> _Directions_
Repeat the entries word for word. Leave nothing out.

> _Data excerpts_
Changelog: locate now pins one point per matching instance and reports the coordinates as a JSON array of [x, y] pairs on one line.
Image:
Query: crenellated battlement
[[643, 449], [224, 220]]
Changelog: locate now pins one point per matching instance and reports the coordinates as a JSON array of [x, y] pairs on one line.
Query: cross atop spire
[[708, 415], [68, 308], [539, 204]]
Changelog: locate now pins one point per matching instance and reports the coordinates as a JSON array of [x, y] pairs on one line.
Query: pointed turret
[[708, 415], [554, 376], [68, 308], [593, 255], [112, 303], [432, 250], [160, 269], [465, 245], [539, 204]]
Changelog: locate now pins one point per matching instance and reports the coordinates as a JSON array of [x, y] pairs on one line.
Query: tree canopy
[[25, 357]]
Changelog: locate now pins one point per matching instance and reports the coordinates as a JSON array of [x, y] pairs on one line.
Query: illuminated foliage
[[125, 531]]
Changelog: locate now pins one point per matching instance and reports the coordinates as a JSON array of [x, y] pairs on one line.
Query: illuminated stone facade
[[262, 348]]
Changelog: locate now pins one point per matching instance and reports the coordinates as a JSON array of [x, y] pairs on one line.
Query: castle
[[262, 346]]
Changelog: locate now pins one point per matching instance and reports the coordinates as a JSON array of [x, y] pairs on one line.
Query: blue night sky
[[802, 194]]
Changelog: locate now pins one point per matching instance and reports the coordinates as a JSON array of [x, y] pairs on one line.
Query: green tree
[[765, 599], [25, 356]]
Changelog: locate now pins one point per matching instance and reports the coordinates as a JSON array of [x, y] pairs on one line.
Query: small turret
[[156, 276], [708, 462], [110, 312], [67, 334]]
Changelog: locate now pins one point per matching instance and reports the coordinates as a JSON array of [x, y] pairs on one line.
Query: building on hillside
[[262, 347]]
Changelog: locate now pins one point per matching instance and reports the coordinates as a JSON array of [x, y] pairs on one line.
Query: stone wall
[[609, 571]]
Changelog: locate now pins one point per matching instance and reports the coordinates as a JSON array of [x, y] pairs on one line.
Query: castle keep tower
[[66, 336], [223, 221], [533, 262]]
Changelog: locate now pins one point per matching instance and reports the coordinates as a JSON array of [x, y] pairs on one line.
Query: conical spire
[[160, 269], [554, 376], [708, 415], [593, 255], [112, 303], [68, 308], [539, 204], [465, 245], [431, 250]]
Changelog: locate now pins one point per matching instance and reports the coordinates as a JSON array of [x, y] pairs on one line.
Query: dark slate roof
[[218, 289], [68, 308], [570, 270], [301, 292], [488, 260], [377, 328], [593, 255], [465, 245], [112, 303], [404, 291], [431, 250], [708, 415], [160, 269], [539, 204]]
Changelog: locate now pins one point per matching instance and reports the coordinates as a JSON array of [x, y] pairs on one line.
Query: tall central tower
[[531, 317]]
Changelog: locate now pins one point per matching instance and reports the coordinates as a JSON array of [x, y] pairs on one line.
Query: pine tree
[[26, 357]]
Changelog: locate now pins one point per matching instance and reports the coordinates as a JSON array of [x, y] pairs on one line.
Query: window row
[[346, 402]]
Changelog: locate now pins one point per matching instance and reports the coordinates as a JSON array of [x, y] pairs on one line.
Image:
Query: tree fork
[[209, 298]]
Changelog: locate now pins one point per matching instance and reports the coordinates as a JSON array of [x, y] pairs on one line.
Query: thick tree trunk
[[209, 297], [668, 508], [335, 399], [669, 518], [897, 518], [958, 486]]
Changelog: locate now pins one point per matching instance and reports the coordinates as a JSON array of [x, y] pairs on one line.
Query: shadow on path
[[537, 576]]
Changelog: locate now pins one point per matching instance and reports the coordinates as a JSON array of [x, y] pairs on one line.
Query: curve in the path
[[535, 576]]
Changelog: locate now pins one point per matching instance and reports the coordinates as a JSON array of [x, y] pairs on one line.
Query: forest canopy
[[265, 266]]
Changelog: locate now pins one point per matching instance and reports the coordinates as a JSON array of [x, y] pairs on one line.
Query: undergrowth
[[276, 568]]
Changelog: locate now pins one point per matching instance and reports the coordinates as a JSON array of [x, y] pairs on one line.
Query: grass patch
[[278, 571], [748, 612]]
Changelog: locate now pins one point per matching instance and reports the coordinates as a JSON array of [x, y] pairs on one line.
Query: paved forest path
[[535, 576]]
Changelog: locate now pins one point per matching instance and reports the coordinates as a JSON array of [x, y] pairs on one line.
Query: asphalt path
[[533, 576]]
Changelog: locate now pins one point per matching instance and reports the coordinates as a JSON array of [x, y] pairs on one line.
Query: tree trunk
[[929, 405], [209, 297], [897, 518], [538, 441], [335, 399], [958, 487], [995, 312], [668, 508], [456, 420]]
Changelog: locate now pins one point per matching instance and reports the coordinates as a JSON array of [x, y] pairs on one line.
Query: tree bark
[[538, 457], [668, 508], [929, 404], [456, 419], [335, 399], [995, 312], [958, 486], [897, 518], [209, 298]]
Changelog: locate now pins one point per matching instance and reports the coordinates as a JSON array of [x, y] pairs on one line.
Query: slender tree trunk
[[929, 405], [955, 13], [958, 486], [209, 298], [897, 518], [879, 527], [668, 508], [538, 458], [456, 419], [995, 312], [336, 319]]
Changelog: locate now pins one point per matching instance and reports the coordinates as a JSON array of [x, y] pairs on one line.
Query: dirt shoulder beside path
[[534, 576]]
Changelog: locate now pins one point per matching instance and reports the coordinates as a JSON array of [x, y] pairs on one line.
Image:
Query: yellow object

> _Result of the task_
Changelog: locate now pins one point per matching instance and reports the coordinates as a JSON array of [x, y] pairs on one line.
Image:
Query: crenellated battlement
[[643, 449], [224, 220]]
Changelog: locate now pins one point per matching instance and reports the coordinates as a JSON array of [x, y] pairs on one line.
Query: cross atop spire
[[708, 415], [68, 308], [539, 204]]
Changelog: locate now pins one point per matching instance and reports the coordinates as a JSON array of [x, y] pairs on one line.
Query: pointed turret
[[708, 415], [554, 376], [68, 308], [593, 255], [112, 303], [432, 250], [160, 269], [465, 245], [539, 204]]
Changelog: locate now pins one point per matching instance and reports the coordinates as a JSON array of [x, y] pairs on one line.
Query: tree canopy
[[25, 357]]
Changelog: locate now pins one point per matching instance and reports the coordinates as a JSON array of [x, y] pairs on one line.
Query: illuminated foliage
[[125, 531]]
Changelog: locate now pins one point per matching instance and reports the coordinates as a JSON array of [x, y] pairs on one line.
Query: illuminated stone facade
[[262, 348]]
Changelog: locate now pins one point per matching instance and reports the coordinates as a JSON array of [x, y] pairs on one line.
Query: castle
[[262, 346]]
Changelog: locate now pins one point per matching instance and reports the coordinates as a JSON array of [x, y] pairs on one line.
Query: blue night sky
[[802, 194]]
Changelog: locate now pins one point per matching instance and reports the coordinates as a JSON array of [x, y] pairs on one line.
Query: green tree
[[765, 599], [25, 356]]
Changelog: locate now pins one point per matching instance and reports the coordinates as a JSON array of [x, y] pairs on one line.
Query: small turret
[[156, 276], [708, 462], [110, 312], [67, 334]]
Changelog: locate now pins one point per matching instance and reports the coordinates as a JSON array of [x, y] pairs on one line.
Query: building on hillside
[[262, 347]]
Changelog: locate now pins one point per matching instance and reports the coordinates as a JSON array of [x, y] pairs on one line.
Query: stone wall
[[609, 571]]
Changelog: locate now pins one point per matching instance and reports the coordinates as a JSON array of [x, y] pairs on one line.
Query: castle keep tower
[[66, 336], [223, 221], [533, 262]]
Changelog: locate now pins one point per matching instance and reports the coordinates as a JSON array of [x, y] pairs on one line.
Query: conical spire
[[160, 269], [554, 376], [708, 415], [593, 255], [112, 303], [68, 308], [539, 204], [465, 245], [431, 250]]
Changelog: locate now pins one point per matching instance and reports the coordinates as a JSON array of [x, y] pairs on one line.
Query: dark slate roof
[[218, 289], [68, 308], [570, 270], [301, 292], [488, 260], [377, 328], [593, 255], [465, 245], [112, 303], [404, 291], [431, 250], [708, 415], [160, 269], [539, 204]]
Changelog: locate now pins one point per matching instance and reports the coordinates as a JSON array of [x, y] pairs on one line.
Query: tall central tower
[[531, 317]]
Changelog: locate now pins one point per matching instance and reports the coordinates as a JSON array of [x, y] pairs on one line.
Query: pine tree
[[26, 357]]
Changelog: locate now pins one point per matching instance and reports the coordinates as a JSON array of [x, y] pairs on one line.
Query: window row
[[346, 402]]
Changelog: locate now pins one point per matching instance and reports the coordinates as a JSON array of [x, y] pairs on one line.
Image:
Query: tree fork
[[209, 298]]
Changelog: locate now pins one point per matching instance and reports the coordinates as a JSON array of [x, y] pairs on one line.
Query: thick tree trunk
[[209, 297], [668, 508], [335, 399], [669, 518], [897, 518], [958, 486]]
Changelog: locate now pins one point per matching instance and reports the coordinates as a JSON array of [x, y] pairs on one line.
Query: shadow on path
[[537, 576]]
Changelog: locate now pins one point per matching instance and reports the coordinates as a JSON array of [x, y] pairs on one line.
Query: curve in the path
[[535, 576]]
Changelog: locate now pins one point per matching instance and reports the coordinates as a JSON array of [x, y] pairs on one line.
Query: forest canopy
[[265, 266]]
Changelog: locate now pins one point per matching instance and reports the coordinates as a JSON array of [x, y] pairs on one line.
Query: undergrowth
[[276, 568]]
Changelog: locate now pins one point per matching instance and reports the coordinates as a JSON array of [x, y] pairs on one line.
Query: grass patch
[[278, 571], [748, 612]]
Changelog: locate now pins one point per matching instance and reports the coordinates as a JSON array of [x, y] pairs on one line.
Query: paved forest path
[[535, 576]]
Changelog: locate now pins one point per matching instance and reports the coordinates as a JSON array of [x, y] pairs on one line.
Query: asphalt path
[[533, 576]]
Changelog: locate now pins one point per matching instance and reports the coordinates as a JSON array of [x, y] pairs on one line.
Query: tree trunk
[[929, 405], [209, 297], [897, 518], [538, 441], [335, 399], [958, 487], [995, 312], [668, 508], [456, 420]]
Changelog: locate now pins one point per matching instance and reports the coordinates as a JSON array of [x, y] pairs on one line.
Query: tree bark
[[538, 457], [668, 508], [929, 404], [456, 419], [335, 399], [995, 312], [958, 486], [897, 518], [209, 298]]
Changelog: locate now pins one point per matching instance and reports the coordinates as a JSON array of [x, y] pairs on one line.
Query: slender tree trunk
[[929, 405], [955, 13], [958, 486], [209, 298], [897, 518], [879, 527], [668, 508], [538, 458], [456, 419], [995, 312], [336, 319]]
Changelog: locate now pins one point per matching instance and reports the coordinates as a JSON array of [x, y] pairs on one line.
Query: dirt shoulder beside path
[[534, 576]]
Changelog: locate now pins one point per matching instance and reports the coordinates as a JSON array of [x, y] pairs on one line.
Image:
Query: yellow object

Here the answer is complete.